TUGAS WAJIB A: Menurut teks tentang usulan dasar negara, pada tanggal berapa Muhammad Yamin mengusulkan Lima Dasar Negara dalam sidang BPUPKI?

TEKS YANG DIBERIKAN:

<<<<

JAKARTA - Benarkah
Indonesia Negara Demokrasi? Pertanyaan itu dilontarkan Ketua Umum Front
Pembela Islam (FPI) Habib Muhammad Rizieq Syihab dalam acara bertajuk
NKRI Bersyariah, di Jakarta, Jumat (22/2/2013).
Secara singkat Habib Rizieq menguraikan, bahwa ketika perdebatan
tentang Dasar Negara sebelum kemerdekaan diproklamirkan, Muhammad Yamin,
Soepomo dan Soekarno mengajukan usulannya.
Pada tanggal 29 Mei 1945 dalam sidang Badan Penyelidik Usaha
Persiapan kemerdekaan Indonesia (BPUPKI) Muhammad Yamin mengusulkan Lima
Dasar Negara tanpa menggunakan istilah Pancasila. Lima Dasar Negara
usulan M. Yamin adalah: 1. Peri Kebangsaan, 2. Peri Kemanusiaan, 3. Peri
Ketuhanan, 4. Peri Kerakyatan, 5. Kesejahteraan Sosial.
Pada sidang terakhir BPUPKI 1 Juni 1945 Soekarno mengajukan Lima
Dasar: 1. Kebangsaan Indonesia, 2. Internasionalisme atau Peri
Kemanusiaan, 3. Mufakat atau Demokrasi, 4. Keadilan Sosial, 5.
Ketuhanan.
“Baik usulan Soepomo, Yamin maupun ‘Pancasilanya Soekarno’, itu tidak
pernah menjadi kesepakatan maupun keputusan BPUPKI,” kata Habib Rizieq.
Kata Habib Rizieq, sidang berjalan alot. BPUPKI terbelah antara
kelompok sekuler dengan kelompok Islam. Kelompok Islam sudah tentu
menginginkan Negara berdasarkan Islam, dan ditentang kelompok sekuler.

>>>>

TUGAS WAJIB B: Hitunglah berapa baris dalam daftar di bawah yang memuat kata "hull". Tuliskan angkanya saja.

DAFTAR YANG DISEDIAKAN:
<<<<

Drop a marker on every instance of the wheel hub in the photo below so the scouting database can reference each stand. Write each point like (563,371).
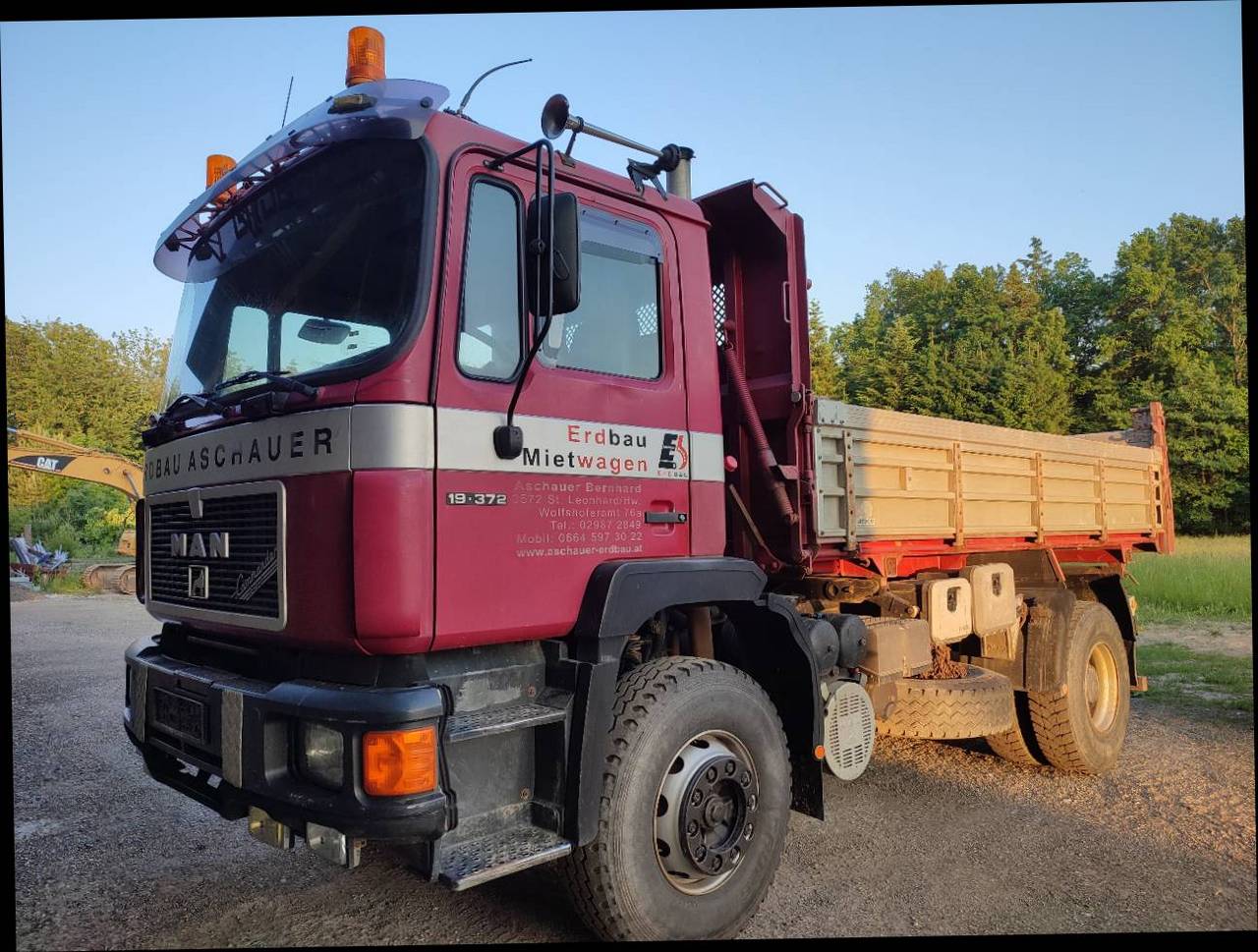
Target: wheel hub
(706,810)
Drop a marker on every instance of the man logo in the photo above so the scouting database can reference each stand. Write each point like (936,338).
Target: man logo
(198,582)
(673,454)
(192,544)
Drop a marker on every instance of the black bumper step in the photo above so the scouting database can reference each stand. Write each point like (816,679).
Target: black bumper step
(499,854)
(492,721)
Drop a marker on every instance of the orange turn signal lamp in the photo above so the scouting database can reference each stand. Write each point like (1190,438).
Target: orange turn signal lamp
(399,762)
(365,62)
(215,167)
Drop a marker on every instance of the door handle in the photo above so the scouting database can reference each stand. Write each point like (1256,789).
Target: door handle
(656,517)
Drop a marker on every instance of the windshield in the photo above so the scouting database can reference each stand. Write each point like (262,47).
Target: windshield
(317,272)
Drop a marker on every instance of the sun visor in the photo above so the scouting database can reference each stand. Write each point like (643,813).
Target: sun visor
(391,108)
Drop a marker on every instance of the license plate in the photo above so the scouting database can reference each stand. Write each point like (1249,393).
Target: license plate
(179,714)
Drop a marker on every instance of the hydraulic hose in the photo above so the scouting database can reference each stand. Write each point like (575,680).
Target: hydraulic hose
(760,443)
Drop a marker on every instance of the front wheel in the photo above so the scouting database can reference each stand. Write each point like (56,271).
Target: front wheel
(696,799)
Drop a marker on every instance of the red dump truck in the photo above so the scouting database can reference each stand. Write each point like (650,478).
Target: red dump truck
(490,516)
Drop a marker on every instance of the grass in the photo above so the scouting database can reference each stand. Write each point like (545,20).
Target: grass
(70,584)
(1185,678)
(1208,578)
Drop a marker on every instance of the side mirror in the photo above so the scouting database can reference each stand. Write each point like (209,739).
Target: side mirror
(567,254)
(319,330)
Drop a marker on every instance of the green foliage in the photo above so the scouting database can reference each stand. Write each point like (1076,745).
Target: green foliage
(821,346)
(86,520)
(1208,578)
(70,381)
(1048,345)
(66,380)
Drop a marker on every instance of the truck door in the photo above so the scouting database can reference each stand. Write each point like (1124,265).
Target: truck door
(605,468)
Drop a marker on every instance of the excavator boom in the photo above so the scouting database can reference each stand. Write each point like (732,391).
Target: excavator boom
(47,454)
(55,457)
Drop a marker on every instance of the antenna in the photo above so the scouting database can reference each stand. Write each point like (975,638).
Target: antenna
(286,101)
(468,94)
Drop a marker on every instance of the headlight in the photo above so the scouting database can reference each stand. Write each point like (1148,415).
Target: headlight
(322,755)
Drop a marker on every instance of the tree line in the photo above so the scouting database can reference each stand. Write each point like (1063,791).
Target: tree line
(1041,344)
(67,380)
(1050,345)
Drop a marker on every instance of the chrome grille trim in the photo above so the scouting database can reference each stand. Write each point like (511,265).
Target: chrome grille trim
(194,499)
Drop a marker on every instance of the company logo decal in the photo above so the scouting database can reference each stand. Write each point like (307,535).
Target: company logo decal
(50,464)
(192,544)
(673,454)
(248,585)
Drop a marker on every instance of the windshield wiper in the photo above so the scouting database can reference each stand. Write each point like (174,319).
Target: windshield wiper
(275,376)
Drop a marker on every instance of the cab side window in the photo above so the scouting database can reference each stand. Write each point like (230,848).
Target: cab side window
(490,306)
(615,330)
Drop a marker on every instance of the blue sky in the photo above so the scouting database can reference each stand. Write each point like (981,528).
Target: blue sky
(903,136)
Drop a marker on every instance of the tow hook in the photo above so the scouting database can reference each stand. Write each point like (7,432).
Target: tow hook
(333,845)
(330,844)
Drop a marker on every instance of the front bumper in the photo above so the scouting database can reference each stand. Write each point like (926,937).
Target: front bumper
(248,744)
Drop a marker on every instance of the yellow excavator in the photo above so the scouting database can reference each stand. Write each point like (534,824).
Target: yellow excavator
(48,454)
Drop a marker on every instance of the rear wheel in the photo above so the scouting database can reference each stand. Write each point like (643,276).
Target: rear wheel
(950,708)
(696,799)
(1081,727)
(1018,744)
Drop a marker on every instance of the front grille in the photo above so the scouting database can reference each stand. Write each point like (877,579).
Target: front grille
(247,582)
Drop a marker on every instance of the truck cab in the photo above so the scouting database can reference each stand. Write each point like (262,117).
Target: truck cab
(486,511)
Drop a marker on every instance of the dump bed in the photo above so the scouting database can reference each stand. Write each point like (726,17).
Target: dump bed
(886,476)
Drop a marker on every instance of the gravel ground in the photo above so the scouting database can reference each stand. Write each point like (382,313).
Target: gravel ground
(934,839)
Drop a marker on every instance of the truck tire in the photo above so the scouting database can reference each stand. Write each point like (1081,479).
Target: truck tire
(1081,726)
(951,708)
(699,746)
(1018,744)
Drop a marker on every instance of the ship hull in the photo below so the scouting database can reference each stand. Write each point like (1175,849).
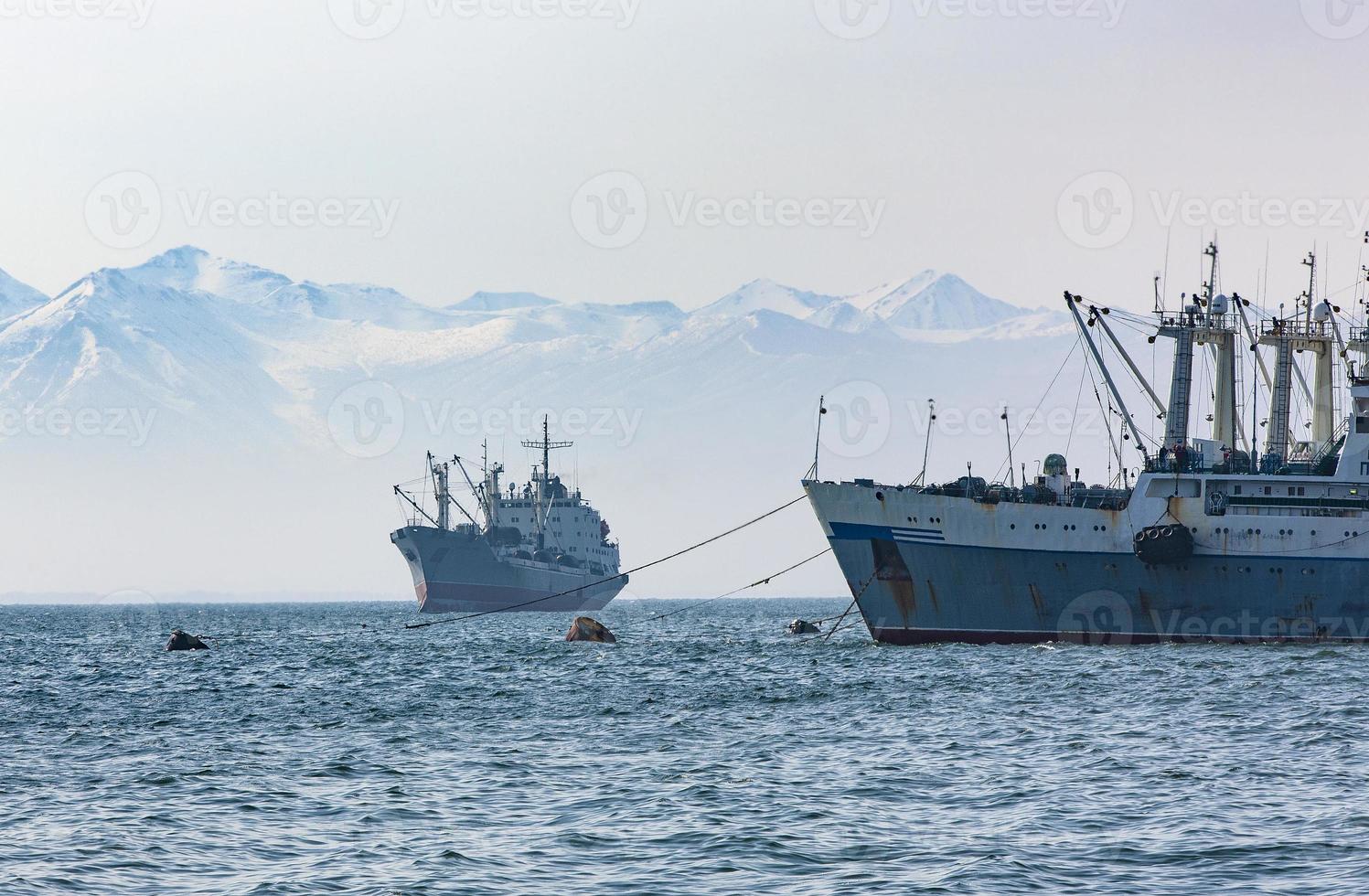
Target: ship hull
(950,578)
(457,573)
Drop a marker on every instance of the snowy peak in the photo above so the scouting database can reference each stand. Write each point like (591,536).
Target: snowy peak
(846,317)
(767,295)
(495,303)
(190,270)
(941,301)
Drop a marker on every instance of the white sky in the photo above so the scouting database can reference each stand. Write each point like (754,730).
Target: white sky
(966,126)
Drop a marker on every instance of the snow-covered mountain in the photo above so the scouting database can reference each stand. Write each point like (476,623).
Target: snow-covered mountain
(939,301)
(767,295)
(16,297)
(261,393)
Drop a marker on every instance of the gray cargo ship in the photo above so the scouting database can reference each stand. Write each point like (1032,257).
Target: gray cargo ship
(1209,540)
(531,548)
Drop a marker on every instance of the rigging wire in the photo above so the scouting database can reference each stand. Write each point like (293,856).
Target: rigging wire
(1044,396)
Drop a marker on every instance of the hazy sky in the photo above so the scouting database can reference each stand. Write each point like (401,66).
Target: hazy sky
(449,145)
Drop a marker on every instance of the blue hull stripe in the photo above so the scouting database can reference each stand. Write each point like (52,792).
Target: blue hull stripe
(862,532)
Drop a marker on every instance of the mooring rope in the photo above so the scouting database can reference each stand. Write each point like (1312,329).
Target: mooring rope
(754,584)
(622,575)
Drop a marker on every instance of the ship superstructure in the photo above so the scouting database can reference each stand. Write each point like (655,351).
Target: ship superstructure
(1214,538)
(537,546)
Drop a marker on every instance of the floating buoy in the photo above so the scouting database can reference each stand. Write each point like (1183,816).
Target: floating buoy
(179,640)
(586,629)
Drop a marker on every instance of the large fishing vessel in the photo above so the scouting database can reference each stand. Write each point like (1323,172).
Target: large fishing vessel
(539,546)
(1209,539)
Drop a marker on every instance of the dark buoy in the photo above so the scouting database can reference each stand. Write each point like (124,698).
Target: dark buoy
(586,629)
(179,640)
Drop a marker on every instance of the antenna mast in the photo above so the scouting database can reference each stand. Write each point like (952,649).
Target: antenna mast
(544,482)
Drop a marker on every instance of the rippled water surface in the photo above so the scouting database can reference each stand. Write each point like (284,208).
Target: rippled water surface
(705,752)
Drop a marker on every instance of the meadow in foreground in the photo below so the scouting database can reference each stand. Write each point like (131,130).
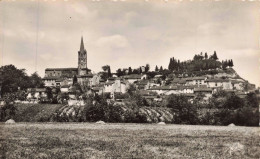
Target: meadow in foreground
(89,140)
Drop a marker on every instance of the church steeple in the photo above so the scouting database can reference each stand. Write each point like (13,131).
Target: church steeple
(82,59)
(82,44)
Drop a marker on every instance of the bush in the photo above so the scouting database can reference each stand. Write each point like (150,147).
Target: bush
(185,112)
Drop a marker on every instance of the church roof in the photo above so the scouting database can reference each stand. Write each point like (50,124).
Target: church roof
(82,45)
(61,69)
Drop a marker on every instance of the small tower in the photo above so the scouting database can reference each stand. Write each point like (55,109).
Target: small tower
(82,59)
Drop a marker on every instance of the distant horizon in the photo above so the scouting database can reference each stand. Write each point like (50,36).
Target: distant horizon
(129,34)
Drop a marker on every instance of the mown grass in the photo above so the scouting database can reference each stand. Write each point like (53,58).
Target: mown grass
(89,140)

>>>>

PEMBAHASAN JAWABAN A: Pada tanggal 29 Mei 1945.

PEMBAHASAN JAWABAN B: 4